[Dataset entries]
• • • • • • •

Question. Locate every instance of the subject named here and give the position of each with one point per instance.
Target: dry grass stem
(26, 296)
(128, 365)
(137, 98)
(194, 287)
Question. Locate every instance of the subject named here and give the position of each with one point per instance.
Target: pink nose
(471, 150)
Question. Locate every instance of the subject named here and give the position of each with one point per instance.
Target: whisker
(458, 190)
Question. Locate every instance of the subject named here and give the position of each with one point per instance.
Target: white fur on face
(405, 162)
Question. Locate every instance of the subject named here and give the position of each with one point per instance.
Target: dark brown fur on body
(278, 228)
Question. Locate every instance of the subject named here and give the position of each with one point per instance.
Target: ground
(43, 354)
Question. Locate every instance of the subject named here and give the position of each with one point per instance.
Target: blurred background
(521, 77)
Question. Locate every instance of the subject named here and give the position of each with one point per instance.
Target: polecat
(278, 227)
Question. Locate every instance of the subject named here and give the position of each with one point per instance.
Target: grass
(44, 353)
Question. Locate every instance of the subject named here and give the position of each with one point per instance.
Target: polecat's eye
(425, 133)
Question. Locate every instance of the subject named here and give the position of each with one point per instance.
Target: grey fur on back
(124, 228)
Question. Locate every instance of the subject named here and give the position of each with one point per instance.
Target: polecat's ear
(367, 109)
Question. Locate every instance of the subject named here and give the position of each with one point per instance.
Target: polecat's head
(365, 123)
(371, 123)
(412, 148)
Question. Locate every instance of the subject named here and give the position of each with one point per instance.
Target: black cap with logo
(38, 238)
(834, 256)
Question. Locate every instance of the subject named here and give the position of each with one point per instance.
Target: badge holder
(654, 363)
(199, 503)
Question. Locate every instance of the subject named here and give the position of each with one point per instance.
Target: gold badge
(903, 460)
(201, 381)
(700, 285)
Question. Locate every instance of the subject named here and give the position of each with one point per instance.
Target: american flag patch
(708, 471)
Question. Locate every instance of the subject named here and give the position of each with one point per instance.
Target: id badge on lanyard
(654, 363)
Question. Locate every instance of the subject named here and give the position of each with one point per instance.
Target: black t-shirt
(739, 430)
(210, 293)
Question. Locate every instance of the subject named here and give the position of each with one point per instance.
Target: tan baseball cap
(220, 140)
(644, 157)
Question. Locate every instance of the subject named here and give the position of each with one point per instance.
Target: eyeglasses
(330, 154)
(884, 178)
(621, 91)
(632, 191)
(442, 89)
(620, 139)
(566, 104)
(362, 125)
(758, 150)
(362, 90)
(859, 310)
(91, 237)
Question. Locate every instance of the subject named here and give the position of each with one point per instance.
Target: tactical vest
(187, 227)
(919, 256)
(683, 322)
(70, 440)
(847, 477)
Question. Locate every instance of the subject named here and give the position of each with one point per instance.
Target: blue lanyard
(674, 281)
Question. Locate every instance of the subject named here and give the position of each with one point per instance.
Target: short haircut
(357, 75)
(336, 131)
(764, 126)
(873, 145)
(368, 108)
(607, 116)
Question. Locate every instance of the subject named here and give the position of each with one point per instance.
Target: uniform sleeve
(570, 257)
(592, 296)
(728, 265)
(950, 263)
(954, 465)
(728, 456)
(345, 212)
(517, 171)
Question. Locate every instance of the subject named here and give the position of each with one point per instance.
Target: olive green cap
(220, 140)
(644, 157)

• • • • • • •

> **GIVEN REQUEST**:
Exactly reproduce all of the entries above.

> **RESPONSE**:
Question. Locate every instance of the subject named here and give the position of each with one point per instance.
Target: dry grass stem
(26, 296)
(128, 365)
(137, 98)
(194, 287)
Question. Locate every instance of the subject named here and give the position of each with one point per instance.
Target: pink nose
(471, 150)
Question. Locate every instance of the subject named here and give the position of each with one point per instance.
Target: whisker
(458, 190)
Question. Locate every instance of the subject named here and give the position of each with one point per instance.
Target: white fur on face
(405, 162)
Question. Locate every instance of the subject named here and give the position of each with one point per instance.
Target: dark brown fur on body
(278, 228)
Question. Locate every instance of the subject named here and give the position of each with one point per instance.
Target: ground
(43, 354)
Question. Locate every instance of the subject named here and give the position of each with one point per instance.
Target: blurred background
(521, 77)
Question. Locate every instance of the subject named here and give the position of each with one point per instance.
Target: polecat
(278, 227)
Question. Locate every instance of the subject named here and give the position of each with one point per instance.
Target: grass
(44, 353)
Question. Locate every instance of the subject named here and give the position of each with one point per instance.
Target: polecat's eye
(425, 133)
Question. Locate every instance of the subject named here and give the position of each with one point per instance.
Target: grey fur on back
(124, 228)
Question. Locate every instance of the subject named here and give the position of each with one point per instance.
Target: polecat's ear
(367, 109)
Question. Locate every instance of the subject named here and give the position of each with one point per instance.
Target: polecat's head
(365, 123)
(371, 123)
(412, 148)
Question. Locate every instance of the subject named here and give the position of each with one point per instance.
Target: black cap with logo
(38, 238)
(834, 256)
Question. Locate every instance of the subject named here and give the position of each with one point per instance.
Target: badge holder
(654, 363)
(199, 503)
Question. Locate every instance of the subject named here and give the position of each with one point per instance.
Target: gold badge
(903, 460)
(201, 381)
(700, 285)
Question. Locate every instance of the subject named here and give the position of each with one point per instance.
Target: american flag patch
(708, 471)
Question. Locate every instance of the subject named here and give the position of each with one point per instance.
Target: id badge on lanyard
(654, 363)
Question. Locate every instance of the subject named here and give the position of each with one point per instance.
Target: black t-shirt
(739, 430)
(210, 293)
Question. Locate every instance of the subject named here and give the position of each with one point per instance.
Target: tan baseball cap
(220, 140)
(644, 157)
Question. Locate every instance of the subject named here and give the position of each with one point per instance.
Target: eyeglasses
(330, 154)
(884, 178)
(621, 91)
(632, 191)
(442, 89)
(620, 139)
(566, 104)
(362, 125)
(758, 150)
(362, 90)
(859, 310)
(91, 237)
Question. Locate every instance of the subject named here and give the position of each with one point per instance.
Target: tactical vest
(187, 227)
(919, 256)
(683, 322)
(70, 440)
(847, 477)
Question. Locate every instance of the subject named here and give the position of each with one point per instance.
Target: blue lanyard
(674, 281)
Question. Locate every instance of the subject named here and give the position of each with one point per instance.
Target: short haircut
(357, 75)
(336, 131)
(764, 126)
(873, 145)
(368, 108)
(607, 116)
Question. Locate every instance of the subject named here and give the position of each with one point per instance.
Target: uniform sleeve
(570, 257)
(592, 296)
(728, 265)
(950, 263)
(954, 465)
(728, 456)
(345, 212)
(517, 171)
Question. Locate every instance of the subject named here and give the position of each with one point per instance.
Target: olive green cap
(220, 140)
(644, 157)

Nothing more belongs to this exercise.